» Extracted text:

Democrats spoke fervently on Wednesday regarding Tuesday's fatal shootings in Atlanta. They stated it is clear that the people who were shot are among the most vulnerable in the United States: Asian women. According to authorities, the man suspected of gunning eight people in three separate shootings at Atlanta spas on Tuesday has allegedly admitted to the killings and gave his motive as "addiction to sex."
Georgia Spa Killings of Asian Descent
The incident has sent alarm through the Asian American community. The community has increasingly been targeted during the COVID-19 pandemic.
Before the suspect's claim of "addiction to sex," one day after the shooting, investigators were attempting to unravel what could have compelled Robert Aaron Long, 21, to commit the worst mass killing in the US in nearly two years. Tuesday's attack was apparently not racially motivated, reported KTLA 5.
The suspect remarked he would like to punish individuals he saw as feeding his addiction. According to Cherokee County sheriff Frank Reynolds, "He apparently has an issue, what he considers a sex addiction, and sees these locations as something that he wanted to eliminate," reported Intelligencer.
Authorities said it is not clear if race was a motivating factor. According to President Joe Biden, "[T]he investigation is ongoing and the question of motivation is still to be determined. But whatever the motivation here, I know Asian-America are very -- they are very concerned, because as you know I have been speaking about the brutality against Asian Americans for the last couple of months and it is very, very troublesome," reported ABC News.
The Stop AAPI Hate advocacy group described the murders as an atrovious tragedy for victims' families but also for the AAPI community, which has been reeling from large levels of racial discrimination. If it turns out that the trigger for this particular mass shooting arose from a tortured libido and mind, Asian Americans still reportedly are right to be concerned of possible connections between the shootings and the surge of violence targeting them.
According to Austin elected officials and community leaders on Wednesday, they are disgusted with the murder of eight people in Georgia -- most of whom were of Asian descent -- and are calling on others to denounce brutality and hate crimes against Asian American citizens. As saddening as the news of the killings was for Amy Mok, executive director of the Asian American Cultural Center, she stated the denial of the crime as racially motivated is appalling.
Democrats have underscored on the race of the victims amid a recent upsurge in anti-Asian attacks. Stop AAPI Hate stated it has received almsot 3,800 reports of hate incidents throughout the US since March 2020, suggesting a remarkable increase from previous years.
According to Rep. Judy Chu, a Californian Democrat, former President Donald Trump ignited the flames of xenophobia against AAPIs with his rhetoric. Chu cited the former president's use of racist language including "Kung-flu" and "China virus" when he spoke about the novel coronavirus over the course of 2020 as a catalyst for the uptick in violent hate crimes.

» Work to complete:
Answer these questions from the article about the Atlanta spa shootings:
(a) What age does the article give for Robert Aaron Long?
(b) Which sheriff is quoted on the suspect's stated issue, and of which county?
(c) Which two terms used by former President Donald Trump does Rep. Judy Chu cite?
The records that follow come from a different source and are unrelated to the article.

» Recorded data:
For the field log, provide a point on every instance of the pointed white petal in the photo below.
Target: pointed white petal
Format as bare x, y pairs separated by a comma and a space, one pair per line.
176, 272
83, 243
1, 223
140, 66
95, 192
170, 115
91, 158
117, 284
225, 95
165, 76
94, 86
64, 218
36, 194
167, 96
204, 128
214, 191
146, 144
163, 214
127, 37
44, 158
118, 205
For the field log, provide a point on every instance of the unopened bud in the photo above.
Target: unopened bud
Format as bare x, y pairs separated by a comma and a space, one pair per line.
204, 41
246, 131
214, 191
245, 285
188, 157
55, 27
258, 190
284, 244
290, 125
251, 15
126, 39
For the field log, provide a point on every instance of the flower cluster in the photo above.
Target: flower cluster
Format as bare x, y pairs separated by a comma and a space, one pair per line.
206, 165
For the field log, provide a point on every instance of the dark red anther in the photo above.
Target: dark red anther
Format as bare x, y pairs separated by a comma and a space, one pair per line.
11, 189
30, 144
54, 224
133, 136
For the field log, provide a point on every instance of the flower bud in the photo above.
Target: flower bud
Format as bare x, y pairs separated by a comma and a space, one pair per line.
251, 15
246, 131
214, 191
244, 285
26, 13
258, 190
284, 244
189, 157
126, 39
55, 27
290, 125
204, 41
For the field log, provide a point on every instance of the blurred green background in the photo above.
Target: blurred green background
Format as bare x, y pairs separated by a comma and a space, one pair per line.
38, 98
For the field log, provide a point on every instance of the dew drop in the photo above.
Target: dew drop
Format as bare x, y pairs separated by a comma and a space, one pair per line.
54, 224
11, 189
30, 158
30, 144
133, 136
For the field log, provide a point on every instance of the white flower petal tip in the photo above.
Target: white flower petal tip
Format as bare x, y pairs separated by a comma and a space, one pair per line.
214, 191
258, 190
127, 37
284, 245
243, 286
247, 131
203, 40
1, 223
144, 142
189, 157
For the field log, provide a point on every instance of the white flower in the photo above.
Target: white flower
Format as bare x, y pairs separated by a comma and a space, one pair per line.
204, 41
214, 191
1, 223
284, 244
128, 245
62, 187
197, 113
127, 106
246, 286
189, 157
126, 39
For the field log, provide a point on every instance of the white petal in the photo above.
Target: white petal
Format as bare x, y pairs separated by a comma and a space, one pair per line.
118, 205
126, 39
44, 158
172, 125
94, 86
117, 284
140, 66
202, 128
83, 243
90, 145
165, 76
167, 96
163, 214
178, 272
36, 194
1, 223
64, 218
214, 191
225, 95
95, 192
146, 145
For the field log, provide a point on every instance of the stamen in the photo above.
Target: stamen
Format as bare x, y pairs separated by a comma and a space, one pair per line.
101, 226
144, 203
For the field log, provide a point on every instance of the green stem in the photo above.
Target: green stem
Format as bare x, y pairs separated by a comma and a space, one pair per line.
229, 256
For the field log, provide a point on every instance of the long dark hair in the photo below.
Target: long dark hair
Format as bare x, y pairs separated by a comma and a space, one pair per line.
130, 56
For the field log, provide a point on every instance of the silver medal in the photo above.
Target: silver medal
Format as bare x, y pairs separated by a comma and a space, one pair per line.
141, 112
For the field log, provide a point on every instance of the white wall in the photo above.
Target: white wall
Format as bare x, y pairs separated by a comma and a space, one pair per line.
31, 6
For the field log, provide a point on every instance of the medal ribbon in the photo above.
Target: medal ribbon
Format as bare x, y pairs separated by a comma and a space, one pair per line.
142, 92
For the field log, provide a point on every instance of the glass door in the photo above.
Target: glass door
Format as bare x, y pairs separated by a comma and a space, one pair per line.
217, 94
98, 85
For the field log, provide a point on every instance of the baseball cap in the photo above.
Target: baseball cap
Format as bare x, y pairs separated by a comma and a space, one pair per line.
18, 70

» Reply to the exercise:
(a) 21
(b) Frank Reynolds, sheriff of Cherokee County
(c) "Kung-flu" and "China virus"